(Saved data entries)
####
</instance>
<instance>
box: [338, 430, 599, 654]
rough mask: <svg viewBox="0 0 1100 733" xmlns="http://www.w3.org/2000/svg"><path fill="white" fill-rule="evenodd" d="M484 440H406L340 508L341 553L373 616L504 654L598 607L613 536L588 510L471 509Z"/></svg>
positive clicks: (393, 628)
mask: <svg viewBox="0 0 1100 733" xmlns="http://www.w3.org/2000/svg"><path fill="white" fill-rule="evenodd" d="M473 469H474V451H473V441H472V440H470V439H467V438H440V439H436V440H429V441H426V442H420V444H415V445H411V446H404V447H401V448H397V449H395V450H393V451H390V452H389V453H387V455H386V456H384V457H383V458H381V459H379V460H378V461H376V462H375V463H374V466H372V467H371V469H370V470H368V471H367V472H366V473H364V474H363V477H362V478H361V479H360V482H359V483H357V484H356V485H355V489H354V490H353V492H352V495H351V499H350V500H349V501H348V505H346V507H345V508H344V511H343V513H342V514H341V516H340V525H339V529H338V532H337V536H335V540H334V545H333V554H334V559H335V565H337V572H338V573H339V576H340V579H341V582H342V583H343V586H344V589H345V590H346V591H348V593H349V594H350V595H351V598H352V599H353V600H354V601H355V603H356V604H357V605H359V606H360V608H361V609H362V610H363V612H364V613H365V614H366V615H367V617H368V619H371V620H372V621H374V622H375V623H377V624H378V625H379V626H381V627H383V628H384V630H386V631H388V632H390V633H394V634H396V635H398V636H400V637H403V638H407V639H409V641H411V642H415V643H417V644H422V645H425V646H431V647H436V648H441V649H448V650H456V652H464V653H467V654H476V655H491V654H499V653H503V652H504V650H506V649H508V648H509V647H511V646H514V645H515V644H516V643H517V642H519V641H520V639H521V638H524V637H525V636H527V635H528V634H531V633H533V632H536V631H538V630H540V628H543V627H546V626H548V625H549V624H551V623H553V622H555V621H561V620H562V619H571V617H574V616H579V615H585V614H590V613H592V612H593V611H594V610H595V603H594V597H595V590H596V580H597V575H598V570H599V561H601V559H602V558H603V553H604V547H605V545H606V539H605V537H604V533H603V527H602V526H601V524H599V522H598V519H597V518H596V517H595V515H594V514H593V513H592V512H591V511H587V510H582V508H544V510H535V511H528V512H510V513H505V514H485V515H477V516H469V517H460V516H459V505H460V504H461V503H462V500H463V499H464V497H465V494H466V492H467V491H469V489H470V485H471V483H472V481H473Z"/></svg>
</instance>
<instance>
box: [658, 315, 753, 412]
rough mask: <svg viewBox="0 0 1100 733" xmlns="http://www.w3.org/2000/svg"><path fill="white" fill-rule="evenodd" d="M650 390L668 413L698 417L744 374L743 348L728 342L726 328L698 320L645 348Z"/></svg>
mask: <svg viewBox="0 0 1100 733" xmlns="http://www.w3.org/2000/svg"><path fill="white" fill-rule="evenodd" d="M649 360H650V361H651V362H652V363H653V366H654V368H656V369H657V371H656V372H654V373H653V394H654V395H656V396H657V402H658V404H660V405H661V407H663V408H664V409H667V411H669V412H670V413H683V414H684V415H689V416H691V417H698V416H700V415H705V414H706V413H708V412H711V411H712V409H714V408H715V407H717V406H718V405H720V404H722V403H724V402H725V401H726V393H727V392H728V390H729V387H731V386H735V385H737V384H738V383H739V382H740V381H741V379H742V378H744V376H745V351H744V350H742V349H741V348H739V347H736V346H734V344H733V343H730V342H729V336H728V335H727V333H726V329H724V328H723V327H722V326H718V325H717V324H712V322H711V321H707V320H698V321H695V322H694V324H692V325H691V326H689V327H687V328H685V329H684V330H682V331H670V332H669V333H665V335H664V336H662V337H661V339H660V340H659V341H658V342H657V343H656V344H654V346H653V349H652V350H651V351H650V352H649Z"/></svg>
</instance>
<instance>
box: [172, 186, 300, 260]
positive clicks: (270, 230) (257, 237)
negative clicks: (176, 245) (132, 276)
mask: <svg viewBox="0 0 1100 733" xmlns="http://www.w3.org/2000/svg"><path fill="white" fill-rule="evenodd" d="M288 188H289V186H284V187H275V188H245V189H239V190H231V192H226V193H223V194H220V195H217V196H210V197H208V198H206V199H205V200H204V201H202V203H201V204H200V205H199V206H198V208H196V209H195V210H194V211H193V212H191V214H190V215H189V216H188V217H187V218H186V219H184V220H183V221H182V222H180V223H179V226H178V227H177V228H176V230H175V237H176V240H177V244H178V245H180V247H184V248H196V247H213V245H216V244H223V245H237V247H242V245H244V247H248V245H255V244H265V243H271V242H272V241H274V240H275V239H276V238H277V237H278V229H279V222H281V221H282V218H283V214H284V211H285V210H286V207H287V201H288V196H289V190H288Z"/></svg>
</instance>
####
What to produce
Starting at the first line of the entries and ending at the line containing "positive clicks: (393, 628)", write those lines out again with "rough mask" changed to "coarse mask" and nothing else altered.

Answer below
</instance>
<instance>
box: [338, 430, 599, 654]
coarse mask: <svg viewBox="0 0 1100 733" xmlns="http://www.w3.org/2000/svg"><path fill="white" fill-rule="evenodd" d="M484 440H406L340 508L341 553L373 616L504 654L598 607L613 536L588 510L471 509Z"/></svg>
positive clicks: (393, 628)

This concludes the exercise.